What to work on:
Can you quote all of the data below, reproducing every line verbatim?

Supplied material:
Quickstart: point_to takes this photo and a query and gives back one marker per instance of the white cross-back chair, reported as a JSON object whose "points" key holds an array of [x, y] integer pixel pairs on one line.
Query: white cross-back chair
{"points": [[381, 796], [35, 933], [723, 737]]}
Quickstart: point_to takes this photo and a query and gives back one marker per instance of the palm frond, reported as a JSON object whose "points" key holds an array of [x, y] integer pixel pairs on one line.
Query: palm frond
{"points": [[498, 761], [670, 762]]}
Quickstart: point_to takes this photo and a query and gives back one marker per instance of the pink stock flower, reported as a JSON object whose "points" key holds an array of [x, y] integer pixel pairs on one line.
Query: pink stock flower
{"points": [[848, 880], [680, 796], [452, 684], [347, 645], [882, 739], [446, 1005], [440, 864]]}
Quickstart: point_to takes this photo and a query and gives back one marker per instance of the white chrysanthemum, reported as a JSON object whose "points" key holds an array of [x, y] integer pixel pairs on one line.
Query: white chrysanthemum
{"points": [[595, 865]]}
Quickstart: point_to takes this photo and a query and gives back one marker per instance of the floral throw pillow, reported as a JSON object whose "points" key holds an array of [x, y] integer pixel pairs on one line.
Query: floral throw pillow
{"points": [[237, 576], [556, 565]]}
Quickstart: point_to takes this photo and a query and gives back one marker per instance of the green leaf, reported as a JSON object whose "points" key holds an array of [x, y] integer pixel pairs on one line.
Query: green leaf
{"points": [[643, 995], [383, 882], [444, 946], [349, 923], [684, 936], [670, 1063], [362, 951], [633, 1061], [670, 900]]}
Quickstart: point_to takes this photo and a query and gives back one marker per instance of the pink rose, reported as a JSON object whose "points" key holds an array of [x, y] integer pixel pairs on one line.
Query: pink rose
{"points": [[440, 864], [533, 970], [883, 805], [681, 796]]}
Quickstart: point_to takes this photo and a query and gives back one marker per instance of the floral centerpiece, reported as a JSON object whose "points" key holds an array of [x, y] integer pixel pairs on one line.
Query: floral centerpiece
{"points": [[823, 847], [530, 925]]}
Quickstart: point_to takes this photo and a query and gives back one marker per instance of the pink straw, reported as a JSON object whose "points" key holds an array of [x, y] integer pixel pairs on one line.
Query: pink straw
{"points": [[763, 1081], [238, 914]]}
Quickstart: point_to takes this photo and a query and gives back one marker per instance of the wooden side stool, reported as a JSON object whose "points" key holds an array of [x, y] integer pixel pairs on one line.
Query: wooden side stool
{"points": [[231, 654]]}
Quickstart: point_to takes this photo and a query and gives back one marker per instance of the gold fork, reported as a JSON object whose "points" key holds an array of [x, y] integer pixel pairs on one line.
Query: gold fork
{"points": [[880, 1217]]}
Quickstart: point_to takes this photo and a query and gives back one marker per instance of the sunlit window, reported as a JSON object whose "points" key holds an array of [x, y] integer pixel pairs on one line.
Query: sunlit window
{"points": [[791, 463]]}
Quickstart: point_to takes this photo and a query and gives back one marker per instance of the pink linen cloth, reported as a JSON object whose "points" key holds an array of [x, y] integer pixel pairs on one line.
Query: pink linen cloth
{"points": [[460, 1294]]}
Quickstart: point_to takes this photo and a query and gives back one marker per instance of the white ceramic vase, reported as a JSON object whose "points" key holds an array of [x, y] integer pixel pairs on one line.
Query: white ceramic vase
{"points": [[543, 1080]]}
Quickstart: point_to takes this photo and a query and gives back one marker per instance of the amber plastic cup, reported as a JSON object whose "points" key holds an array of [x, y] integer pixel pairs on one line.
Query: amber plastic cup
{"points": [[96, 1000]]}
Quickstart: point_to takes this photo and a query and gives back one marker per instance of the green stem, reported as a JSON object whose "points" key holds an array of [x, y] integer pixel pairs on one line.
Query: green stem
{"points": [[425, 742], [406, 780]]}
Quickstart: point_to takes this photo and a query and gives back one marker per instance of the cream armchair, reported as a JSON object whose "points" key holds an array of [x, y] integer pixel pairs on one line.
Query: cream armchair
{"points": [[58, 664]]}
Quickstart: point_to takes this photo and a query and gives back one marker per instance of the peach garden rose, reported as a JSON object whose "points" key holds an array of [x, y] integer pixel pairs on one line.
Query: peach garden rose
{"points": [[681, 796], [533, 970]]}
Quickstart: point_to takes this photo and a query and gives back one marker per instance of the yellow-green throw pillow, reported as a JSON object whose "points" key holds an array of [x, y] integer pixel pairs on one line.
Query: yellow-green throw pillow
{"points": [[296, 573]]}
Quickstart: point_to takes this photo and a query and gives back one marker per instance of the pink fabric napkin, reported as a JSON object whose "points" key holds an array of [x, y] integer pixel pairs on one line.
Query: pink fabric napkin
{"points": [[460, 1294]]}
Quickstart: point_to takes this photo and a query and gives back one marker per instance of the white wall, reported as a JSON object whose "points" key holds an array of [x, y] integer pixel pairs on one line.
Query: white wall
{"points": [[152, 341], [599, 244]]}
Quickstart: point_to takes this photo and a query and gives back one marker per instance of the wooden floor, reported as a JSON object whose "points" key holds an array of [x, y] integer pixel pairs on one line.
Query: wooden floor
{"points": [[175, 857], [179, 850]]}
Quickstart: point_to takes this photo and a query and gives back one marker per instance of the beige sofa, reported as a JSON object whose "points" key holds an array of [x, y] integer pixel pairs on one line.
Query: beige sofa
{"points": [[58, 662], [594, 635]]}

Exercise solution:
Quickstart: point_to takes this photo and a query and gives back one marker per instance of the white cross-back chair, reported as a JSON object whose "points" key holds an array of [x, y] integer pixel pairs on one line.
Query: white cross-back chair
{"points": [[381, 796], [35, 933], [723, 737]]}
Quickstart: point_to takes this photo and a query and gives back one marker per instance of the palm frond, reported as a JSON object whose "points" key holds an array of [x, y] integer pixel pairs on one line.
Query: palm frond
{"points": [[498, 761], [670, 762]]}
Quickstart: point_to takes this photo and a query and gives back one marker per instance of the pink stock flower, reported as a JSON object whose "points" key holds an array of [x, y] integer pixel pairs on one line.
Query: pink stock flower
{"points": [[848, 880], [680, 796], [452, 684], [347, 645], [882, 739], [446, 1005], [440, 864]]}
Quickstart: point_to takes this photo and a query and gives back one marker per instance of the white chrysanthemum, reported as a JSON object whose "points" key holds an array of [x, y] integer pixel pairs on one line.
Query: white chrysanthemum
{"points": [[595, 865]]}
Quickstart: point_to takes this photo and a query and gives back one marker per instance of the floral throw pillow, reported as a JSON object whose "points" key holds an array of [x, y] integer pixel pairs on one line.
Query: floral throw pillow
{"points": [[237, 576], [556, 565]]}
Quickstart: point_to takes this photo and a query and gives back one marker per instance of the green leaf, reported as a JSON object whose "points" key holds an array of [x, y] integer pixel pairs on one line.
Query: green leaf
{"points": [[643, 995], [383, 882], [444, 946], [349, 923], [684, 936], [670, 1063], [362, 951], [633, 1061], [670, 900]]}
Quickstart: point_to takes this photo and a query and gives back one marker per instance of the pink rose, reported as a JSON object whose "points" key holds an array of [x, y] integer pixel pairs on one line.
Query: pink rose
{"points": [[440, 864], [533, 970], [883, 805], [681, 796]]}
Quickstart: point_to takes this photo and a query and gives back one marker per instance of the floral centerpiece, reported as a JSON object whose "points" key holds an array of [x, y] integer pixel pairs on one line.
Query: floral centerpiece
{"points": [[823, 847], [530, 925]]}
Quickstart: point_to takes this photo and a query and gives back one marker per instance of the pink straw, reported as a JSON object whose "points" key holds an array of [x, y] integer pixel pairs on one line.
Query: pink straw
{"points": [[763, 1081], [238, 914]]}
Quickstart: point_to takes this photo and a query and gives back one marker per instance of the wooden side stool, reported as a JSON object whose "points" key holds an array of [x, y] integer pixel pairs on one line.
Query: wooden side stool
{"points": [[231, 654]]}
Quickstart: point_to takes this photo and a query and gives back one marker per instance of the gold fork, reported as a JSON object whose "points" key holds an array of [x, y] integer pixel pairs on one line.
Query: gold fork
{"points": [[880, 1217]]}
Quickstart: point_to takes this photo and a query and gives back one marker per instance of the sunlit window, reported as a JSON object whose "points" key holds an array of [x, y] integer pixel pairs on one line.
Query: sunlit window
{"points": [[791, 463]]}
Quickstart: point_to takes this photo and a query and gives back one marker per instance of the pink linen cloth, reported as a JSON object whose "points" key holds an array of [x, y] integer pixel pairs on one line.
Query: pink linen cloth
{"points": [[460, 1294]]}
Quickstart: point_to takes this photo and a query and gives back one marker per instance of the white ceramic vase, reported as a JSON object whose "points" key holds an array of [x, y] integer pixel pairs on one line.
Query: white ceramic vase
{"points": [[543, 1080]]}
Quickstart: point_to takes this photo and a query and gives back one marker per instance of the amber plastic cup, reported as a JSON object whose "points" key holds an array of [x, y] integer pixel pairs on one line.
Query: amber plastic cup
{"points": [[96, 1000]]}
Quickstart: point_to takes this photo and a query and gives back one marker per instance of the green stem, reported as a JSON object whose "points" key holds an array of [x, y] integer pixel pairs on one line.
Query: green stem
{"points": [[425, 742], [406, 780]]}
Quickstart: point_to takes this photo and a query and gives back one marker per instance of the cream armchair, reported as a JSON object whose "points" key holds an array of [x, y] integer pixel pairs on one line.
Query: cream armchair
{"points": [[58, 664]]}
Quickstart: point_to takes this photo and a query and gives back one marker per instance of the peach garden rose, reported as a JSON object whose "points" key holds an array of [x, y] integer pixel pairs on one line.
Query: peach garden rose
{"points": [[681, 796], [533, 970]]}
Quickstart: point_to takes this photo and a query and gives back one marker per instance of the yellow-green throw pillow, reported as a JSON object whose "points" key holds an array of [x, y] integer pixel pairs on one line.
Query: yellow-green throw pillow
{"points": [[296, 573]]}
Quickstart: point_to takes this photo and a query and gives back one marker per instance of the pink fabric napkin, reported as a JSON object whose "points" key holds an array of [x, y] integer pixel pairs on one line.
Query: pink fabric napkin
{"points": [[460, 1294]]}
Quickstart: point_to takes this photo and a query and gives back one marker per instance of the white wall, reported as a JSON object whose "points" key holds an array of [x, y] integer pixel pairs on one line.
Query: white wall
{"points": [[152, 341], [599, 244]]}
Quickstart: point_to takes this photo and a query and gives back one marker per instance of the wooden floor, reported as a JSON object whose "points" key holds an array of [x, y] integer pixel pairs on one line.
Query: wooden floor
{"points": [[175, 857], [179, 850]]}
Quickstart: point_to takes this photo and a query and gives back one marker per instance of the beige sofa, reported as a JSON object whose "points" key holds an array of [x, y] integer pixel pairs on one line.
Query: beige sofa
{"points": [[58, 662], [594, 635]]}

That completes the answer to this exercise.